Given problem. Identify every line in the rows that contains the string "black", treating uppercase and lowercase letters as different, and copy each of those lines.

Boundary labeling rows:
::::
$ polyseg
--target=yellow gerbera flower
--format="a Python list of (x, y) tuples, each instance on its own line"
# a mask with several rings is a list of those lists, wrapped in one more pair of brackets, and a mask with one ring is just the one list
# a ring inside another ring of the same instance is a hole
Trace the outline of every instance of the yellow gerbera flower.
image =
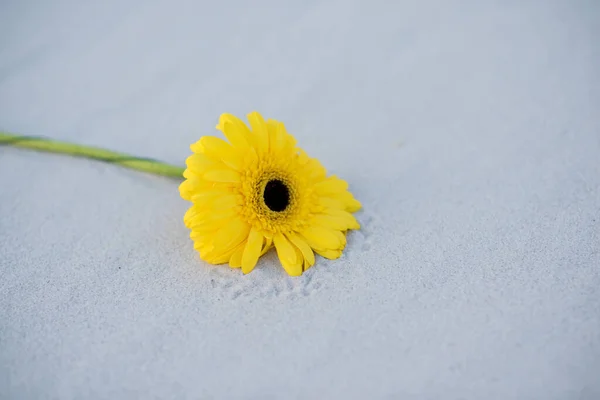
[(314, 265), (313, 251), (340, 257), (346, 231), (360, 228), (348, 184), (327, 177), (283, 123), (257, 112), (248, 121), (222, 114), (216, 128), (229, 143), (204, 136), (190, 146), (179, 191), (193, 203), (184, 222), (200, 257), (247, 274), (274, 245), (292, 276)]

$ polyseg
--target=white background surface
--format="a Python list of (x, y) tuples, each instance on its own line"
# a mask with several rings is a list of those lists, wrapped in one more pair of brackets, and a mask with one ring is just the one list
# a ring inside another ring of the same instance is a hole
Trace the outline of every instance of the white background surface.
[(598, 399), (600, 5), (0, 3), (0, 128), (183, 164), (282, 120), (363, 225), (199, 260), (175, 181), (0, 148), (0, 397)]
::::
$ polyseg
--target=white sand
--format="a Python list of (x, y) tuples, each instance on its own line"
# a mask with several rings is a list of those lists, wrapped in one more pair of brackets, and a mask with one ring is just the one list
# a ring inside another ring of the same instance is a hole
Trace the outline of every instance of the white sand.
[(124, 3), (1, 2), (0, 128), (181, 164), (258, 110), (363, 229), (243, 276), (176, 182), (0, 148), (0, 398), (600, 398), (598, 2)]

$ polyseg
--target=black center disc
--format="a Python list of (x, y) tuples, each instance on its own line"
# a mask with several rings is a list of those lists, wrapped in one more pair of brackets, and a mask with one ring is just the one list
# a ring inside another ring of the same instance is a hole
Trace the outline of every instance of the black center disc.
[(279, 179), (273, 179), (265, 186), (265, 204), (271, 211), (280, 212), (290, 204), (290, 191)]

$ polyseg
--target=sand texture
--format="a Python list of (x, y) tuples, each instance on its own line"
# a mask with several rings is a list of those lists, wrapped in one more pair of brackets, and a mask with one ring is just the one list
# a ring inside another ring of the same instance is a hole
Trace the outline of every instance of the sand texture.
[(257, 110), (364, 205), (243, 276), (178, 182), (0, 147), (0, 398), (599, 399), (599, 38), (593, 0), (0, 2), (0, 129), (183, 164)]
::::
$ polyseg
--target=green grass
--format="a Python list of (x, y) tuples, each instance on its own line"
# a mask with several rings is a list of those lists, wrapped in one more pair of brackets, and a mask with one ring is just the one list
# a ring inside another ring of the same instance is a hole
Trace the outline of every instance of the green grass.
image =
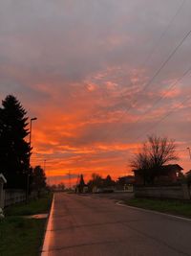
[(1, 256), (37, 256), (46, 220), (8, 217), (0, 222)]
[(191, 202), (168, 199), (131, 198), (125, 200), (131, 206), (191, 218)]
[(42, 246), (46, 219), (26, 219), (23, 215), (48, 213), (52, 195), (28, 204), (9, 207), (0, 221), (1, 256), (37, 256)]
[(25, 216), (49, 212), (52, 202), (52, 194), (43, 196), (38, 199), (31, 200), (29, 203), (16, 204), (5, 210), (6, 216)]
::::
Written answer.
--target=black center disc
Trace the outline of every instance of the black center disc.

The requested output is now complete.